=== EXERCISE TASK 1 ===
Please report every line of the entries that contains the word "patch".

=== TEXT SEGMENT ===
______________________________

Well, mines tuned down to C# standard. I just upped the strings a little more this weekend to a thicker Circle K set: 22p / 29 / 41 / 55 / 73 / 98

This set turns out to be the one I wanted. Tight enough, and great tone too. Just remember, I drilled out my low E tuning peg to a wider size. So if you plan on getting anything much more thicker than the stock set, you'll need to do the same. Or maybe theres a tuning peg you can get ready made like that somewhere, I'm sure, if you don't wanna drill it.


Yeah, I'm still thinking of painting mine flat black, like the M80M, or maybe going a vdarker forest green, like I did with a Brice bass awhile back. 

I'm also wondering if I can track down a pair of EMG SSD pickups.... supposedly similar to what the HZ's became, but were originally made exclusively for Spector. I dunno... the SCR sounds great as is, especially with thicker strings. But the tinkerer in me just can't help but wonder if I can make it even better-er


----------



## HaMMerHeD

DC would give you more high-end snap than the HZ, but if you want deep growly bass, the HZ is probably a better choice. EMG HZ pups get a lot of .... from guitarists, but they are great passive bass humbuckers.


----------



## Metalman X

HaMMerHeD said:


> DC would give you more high-end snap than the HZ, but if you want deep growly bass, the HZ is probably a better choice. EMG HZ pups get a lot of .... from guitarists, but they are great passive bass humbuckers.



I do want a tad more aggression... playing mostly blackened thrash type stuff, but I do some sludgy doom .... too.

I got a 35CS on the way. I already have a 35DC I'm pulling from another bass, as well as an EMG 3 band EQ w/ parametric mid (this will all be wired to 18v). I'm thinking DC in the bridge for that extra aggression, and CS in the sweetspot position. I usually play with the blend knob nearly centered with a slight favor towards the sweetspot. Basically want that deep low end bit with a nice aggressive bite on the top. I typically leave the active EQ's alone aside from boosting the midrange a few notches. The tone I shoot for that I hear in my head, and get 90% of the way there (thanks in large part to my POD HD Pro X and my Ibanez PD-7) is something like a cross between that Rex Brown and 2000's era D.D. Verni. Although I sometimes tinker with that real over the top drive that Peter Steele often used too.

______________________________

=== DATA EXCERPTS ===

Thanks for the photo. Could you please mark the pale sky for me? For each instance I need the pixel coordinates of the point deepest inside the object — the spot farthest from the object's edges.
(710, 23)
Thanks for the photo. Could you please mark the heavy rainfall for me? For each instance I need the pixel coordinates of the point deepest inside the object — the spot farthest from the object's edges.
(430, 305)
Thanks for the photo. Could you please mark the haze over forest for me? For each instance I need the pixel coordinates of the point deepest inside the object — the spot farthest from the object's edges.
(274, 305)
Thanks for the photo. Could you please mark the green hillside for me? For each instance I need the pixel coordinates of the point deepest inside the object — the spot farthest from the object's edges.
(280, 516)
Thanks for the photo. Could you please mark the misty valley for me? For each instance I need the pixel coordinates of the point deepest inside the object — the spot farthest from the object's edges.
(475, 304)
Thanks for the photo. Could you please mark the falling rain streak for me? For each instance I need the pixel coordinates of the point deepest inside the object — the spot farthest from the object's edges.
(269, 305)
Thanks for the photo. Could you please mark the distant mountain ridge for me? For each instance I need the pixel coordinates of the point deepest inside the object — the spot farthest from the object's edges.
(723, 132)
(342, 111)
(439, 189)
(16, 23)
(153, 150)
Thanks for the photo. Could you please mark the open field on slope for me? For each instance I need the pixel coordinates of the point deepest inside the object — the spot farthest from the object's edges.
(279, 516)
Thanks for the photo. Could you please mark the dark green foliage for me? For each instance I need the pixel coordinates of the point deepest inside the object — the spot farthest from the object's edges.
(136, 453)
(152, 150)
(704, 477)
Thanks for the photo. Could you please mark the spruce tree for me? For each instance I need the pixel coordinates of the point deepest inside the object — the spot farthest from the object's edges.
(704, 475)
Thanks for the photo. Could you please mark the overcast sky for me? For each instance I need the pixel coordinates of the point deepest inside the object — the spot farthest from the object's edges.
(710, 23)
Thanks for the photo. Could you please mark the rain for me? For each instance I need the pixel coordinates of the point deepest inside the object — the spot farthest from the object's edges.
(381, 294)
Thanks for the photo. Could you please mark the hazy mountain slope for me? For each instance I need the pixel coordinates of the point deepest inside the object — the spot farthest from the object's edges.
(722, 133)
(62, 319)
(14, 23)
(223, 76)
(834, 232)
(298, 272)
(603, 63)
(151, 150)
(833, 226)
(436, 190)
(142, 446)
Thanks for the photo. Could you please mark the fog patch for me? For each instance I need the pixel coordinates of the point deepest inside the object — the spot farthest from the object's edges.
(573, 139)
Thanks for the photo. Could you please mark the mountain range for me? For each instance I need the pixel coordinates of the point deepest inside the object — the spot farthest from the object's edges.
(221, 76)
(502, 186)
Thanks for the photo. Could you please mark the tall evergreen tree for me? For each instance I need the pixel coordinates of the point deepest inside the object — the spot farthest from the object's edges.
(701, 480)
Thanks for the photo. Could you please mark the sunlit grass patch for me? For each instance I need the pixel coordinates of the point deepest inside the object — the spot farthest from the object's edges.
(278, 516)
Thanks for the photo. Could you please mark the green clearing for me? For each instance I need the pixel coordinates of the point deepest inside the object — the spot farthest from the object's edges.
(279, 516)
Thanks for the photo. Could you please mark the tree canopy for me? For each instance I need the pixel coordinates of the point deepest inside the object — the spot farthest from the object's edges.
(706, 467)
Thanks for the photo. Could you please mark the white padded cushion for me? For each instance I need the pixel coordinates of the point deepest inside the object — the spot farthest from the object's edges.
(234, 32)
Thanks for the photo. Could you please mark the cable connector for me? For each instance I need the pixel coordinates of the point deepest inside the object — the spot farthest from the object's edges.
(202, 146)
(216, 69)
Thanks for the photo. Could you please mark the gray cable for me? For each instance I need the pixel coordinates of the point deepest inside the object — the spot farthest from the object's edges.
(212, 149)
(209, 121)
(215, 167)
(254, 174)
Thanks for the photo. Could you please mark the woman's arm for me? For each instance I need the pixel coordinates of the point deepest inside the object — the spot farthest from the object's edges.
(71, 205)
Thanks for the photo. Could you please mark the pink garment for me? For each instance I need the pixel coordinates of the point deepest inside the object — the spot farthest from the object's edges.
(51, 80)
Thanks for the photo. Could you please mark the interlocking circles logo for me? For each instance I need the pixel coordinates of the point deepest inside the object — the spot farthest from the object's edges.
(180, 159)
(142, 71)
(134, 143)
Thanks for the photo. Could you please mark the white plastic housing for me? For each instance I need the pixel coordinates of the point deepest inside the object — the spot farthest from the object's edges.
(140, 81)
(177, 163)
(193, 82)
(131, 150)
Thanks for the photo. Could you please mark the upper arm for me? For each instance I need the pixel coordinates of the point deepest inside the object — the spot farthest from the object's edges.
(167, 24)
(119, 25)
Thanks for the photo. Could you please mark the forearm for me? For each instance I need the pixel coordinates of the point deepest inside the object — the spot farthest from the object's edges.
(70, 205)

______________________________

=== EXERCISE TASK 2 ===
Answer these questions from the forum thread on bass strings and pickups above.
(a) What standard tuning is the bass in the opening post tuned down to?
(b) Which pickup does HaMMerHeD call the better choice for deep growly bass?
(c) To what voltage will Metalman X's pickups and EQ be wired?

=== WRITTEN REPLY 1 ===
Thanks for the photo. Could you please mark the fog patch for me? For each instance I need the pixel coordinates of the point deepest inside the object — the spot farthest from the object's edges.
Thanks for the photo. Could you please mark the sunlit grass patch for me? For each instance I need the pixel coordinates of the point deepest inside the object — the spot farthest from the object's edges.

=== WRITTEN REPLY 2 ===
(a) C# standard.
(b) The HZ.
(c) 18v.